China poised for further growth
It's clear to many people today that China is poised to take over the world's manufacturing. In China today, some 18 million people enter the work force each year, with typical wages of 60 cents a day. Manufacturing workers outside of China are being displaced on a large scale; even Mexico is losing jobs to China.
The idea that Chinese workers are replacing physical labourers elsewhere has long been a given. But now China is poised to replace the world's knowledge workers as well. China is turning out 700,000 engineers a year, 37 percent of all college graduates, all trained in a university system that is rapidly growing in size and quality. Engineer pay ranges from $4,000 to $8,000 a year, plus medical costs, housing and pension. As product design becomes more network-centric and less location-dependent, competition against Western engineers will turn fierce.

» Records:
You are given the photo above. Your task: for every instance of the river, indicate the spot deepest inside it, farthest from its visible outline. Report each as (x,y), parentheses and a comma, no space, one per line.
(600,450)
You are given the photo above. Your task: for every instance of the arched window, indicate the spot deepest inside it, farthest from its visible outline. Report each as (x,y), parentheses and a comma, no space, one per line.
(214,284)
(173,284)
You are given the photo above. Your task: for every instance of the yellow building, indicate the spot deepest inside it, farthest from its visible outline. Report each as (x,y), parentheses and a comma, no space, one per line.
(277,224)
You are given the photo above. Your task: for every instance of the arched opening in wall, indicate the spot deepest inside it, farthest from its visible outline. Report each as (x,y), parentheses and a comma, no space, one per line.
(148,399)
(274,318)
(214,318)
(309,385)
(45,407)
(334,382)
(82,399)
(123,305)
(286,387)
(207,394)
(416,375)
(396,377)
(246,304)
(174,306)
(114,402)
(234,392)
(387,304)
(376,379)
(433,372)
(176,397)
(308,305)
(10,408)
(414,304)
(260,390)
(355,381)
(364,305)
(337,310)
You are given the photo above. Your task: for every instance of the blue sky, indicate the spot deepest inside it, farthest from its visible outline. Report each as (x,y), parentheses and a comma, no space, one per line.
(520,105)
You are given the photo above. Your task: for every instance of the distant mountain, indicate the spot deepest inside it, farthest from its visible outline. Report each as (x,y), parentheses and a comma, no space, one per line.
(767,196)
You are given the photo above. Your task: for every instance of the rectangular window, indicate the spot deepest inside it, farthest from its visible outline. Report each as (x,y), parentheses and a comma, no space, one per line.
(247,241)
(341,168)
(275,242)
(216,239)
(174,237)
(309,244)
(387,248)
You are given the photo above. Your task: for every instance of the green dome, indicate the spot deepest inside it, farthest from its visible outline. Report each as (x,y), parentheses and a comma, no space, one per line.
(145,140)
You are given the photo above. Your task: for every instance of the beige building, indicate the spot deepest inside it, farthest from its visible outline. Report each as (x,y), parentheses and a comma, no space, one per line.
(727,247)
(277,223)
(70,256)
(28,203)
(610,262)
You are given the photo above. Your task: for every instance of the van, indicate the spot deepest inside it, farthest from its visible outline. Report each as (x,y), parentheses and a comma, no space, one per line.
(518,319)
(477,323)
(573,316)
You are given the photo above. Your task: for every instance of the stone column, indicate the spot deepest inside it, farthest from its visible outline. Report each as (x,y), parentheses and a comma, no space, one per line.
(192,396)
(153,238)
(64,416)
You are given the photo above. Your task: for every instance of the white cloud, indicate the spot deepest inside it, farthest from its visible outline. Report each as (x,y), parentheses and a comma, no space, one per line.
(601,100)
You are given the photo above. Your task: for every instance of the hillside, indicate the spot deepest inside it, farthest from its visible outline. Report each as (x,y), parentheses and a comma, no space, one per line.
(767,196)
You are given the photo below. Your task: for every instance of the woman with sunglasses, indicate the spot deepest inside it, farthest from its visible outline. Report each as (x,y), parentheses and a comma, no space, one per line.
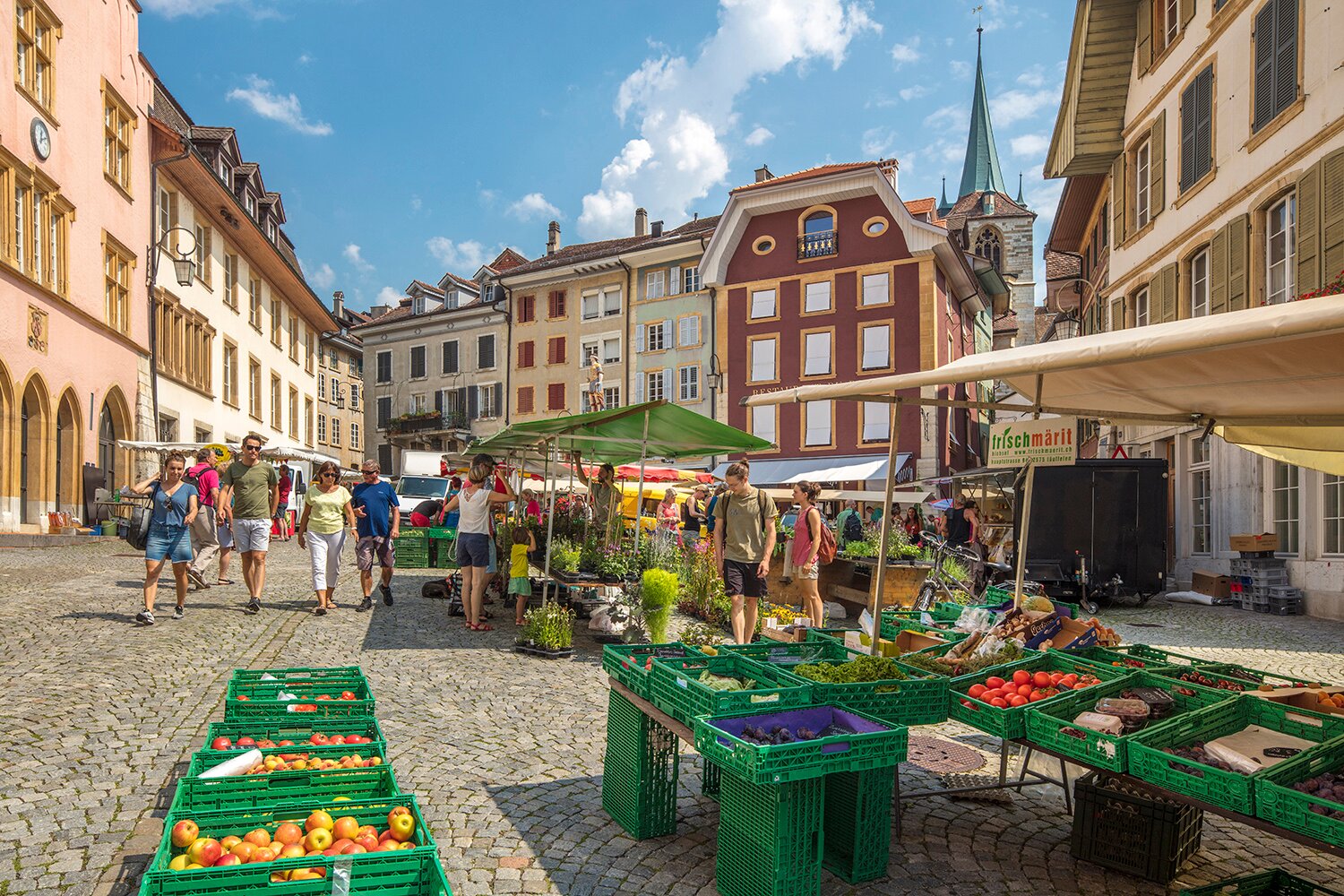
(322,530)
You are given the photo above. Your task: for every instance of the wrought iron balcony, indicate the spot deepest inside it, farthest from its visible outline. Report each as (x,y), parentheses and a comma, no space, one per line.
(819,245)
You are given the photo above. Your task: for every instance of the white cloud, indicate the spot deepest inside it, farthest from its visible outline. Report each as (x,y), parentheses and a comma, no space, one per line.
(531,207)
(282,108)
(682,108)
(903,53)
(758,137)
(1030,145)
(354,255)
(465,257)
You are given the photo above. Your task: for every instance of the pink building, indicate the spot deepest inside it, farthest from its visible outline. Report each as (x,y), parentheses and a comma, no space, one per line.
(75,211)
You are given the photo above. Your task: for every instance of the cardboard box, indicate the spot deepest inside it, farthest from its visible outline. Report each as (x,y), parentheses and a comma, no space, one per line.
(1211,583)
(1263,541)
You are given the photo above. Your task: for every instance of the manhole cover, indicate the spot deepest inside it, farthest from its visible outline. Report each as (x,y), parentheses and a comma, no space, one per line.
(938,755)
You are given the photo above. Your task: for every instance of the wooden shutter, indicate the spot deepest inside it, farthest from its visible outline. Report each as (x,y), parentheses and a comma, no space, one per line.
(1118,199)
(1238,239)
(1158,167)
(1144,46)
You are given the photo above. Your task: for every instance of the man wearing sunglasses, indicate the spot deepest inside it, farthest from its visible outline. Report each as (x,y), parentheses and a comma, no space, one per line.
(249,492)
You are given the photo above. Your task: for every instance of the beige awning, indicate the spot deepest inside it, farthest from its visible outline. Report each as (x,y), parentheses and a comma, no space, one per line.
(1269,379)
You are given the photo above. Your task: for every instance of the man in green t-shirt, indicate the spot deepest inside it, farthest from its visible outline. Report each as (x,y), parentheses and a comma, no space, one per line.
(249,492)
(744,538)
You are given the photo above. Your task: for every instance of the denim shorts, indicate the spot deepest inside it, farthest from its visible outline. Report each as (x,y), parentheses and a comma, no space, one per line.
(168,541)
(473,549)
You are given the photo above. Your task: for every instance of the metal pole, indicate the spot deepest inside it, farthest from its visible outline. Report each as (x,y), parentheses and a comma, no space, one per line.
(881,581)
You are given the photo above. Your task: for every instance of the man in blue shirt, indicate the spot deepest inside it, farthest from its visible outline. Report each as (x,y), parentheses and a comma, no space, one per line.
(379,522)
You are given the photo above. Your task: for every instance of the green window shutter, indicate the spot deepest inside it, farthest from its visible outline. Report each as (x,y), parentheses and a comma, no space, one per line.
(1238,239)
(1308,250)
(1158,166)
(1332,218)
(1117,199)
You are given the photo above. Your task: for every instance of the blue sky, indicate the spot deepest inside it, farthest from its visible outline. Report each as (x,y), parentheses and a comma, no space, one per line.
(410,137)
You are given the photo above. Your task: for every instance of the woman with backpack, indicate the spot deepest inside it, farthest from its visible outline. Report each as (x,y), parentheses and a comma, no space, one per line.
(809,538)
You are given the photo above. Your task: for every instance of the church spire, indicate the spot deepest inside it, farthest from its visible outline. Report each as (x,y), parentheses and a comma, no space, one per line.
(981,167)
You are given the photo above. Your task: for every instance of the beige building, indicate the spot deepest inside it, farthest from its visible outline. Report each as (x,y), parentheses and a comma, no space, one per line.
(1203,145)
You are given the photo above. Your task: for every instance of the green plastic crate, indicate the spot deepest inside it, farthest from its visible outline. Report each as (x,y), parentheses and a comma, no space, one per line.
(1277,802)
(883,745)
(857,828)
(252,791)
(1096,748)
(1226,788)
(639,771)
(297,727)
(675,689)
(1266,883)
(1011,723)
(918,700)
(626,662)
(405,866)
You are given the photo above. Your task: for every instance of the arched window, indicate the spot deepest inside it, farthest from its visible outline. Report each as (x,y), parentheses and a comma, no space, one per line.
(988,245)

» What the exercise asks: Please copy out the passage on China's manufacturing and engineering growth word for word, from its title to its final sentence.

» Answer:
China poised for further growth
It's clear to many people today that China is poised to take over the world's manufacturing. In China today, some 18 million people enter the work force each year, with typical wages of 60 cents a day. Manufacturing workers outside of China are being displaced on a large scale; even Mexico is losing jobs to China.
The idea that Chinese workers are replacing physical labourers elsewhere has long been a given. But now China is poised to replace the world's knowledge workers as well. China is turning out 700,000 engineers a year, 37 percent of all college graduates, all trained in a university system that is rapidly growing in size and quality. Engineer pay ranges from $4,000 to $8,000 a year, plus medical costs, housing and pension. As product design becomes more network-centric and less location-dependent, competition against Western engineers will turn fierce.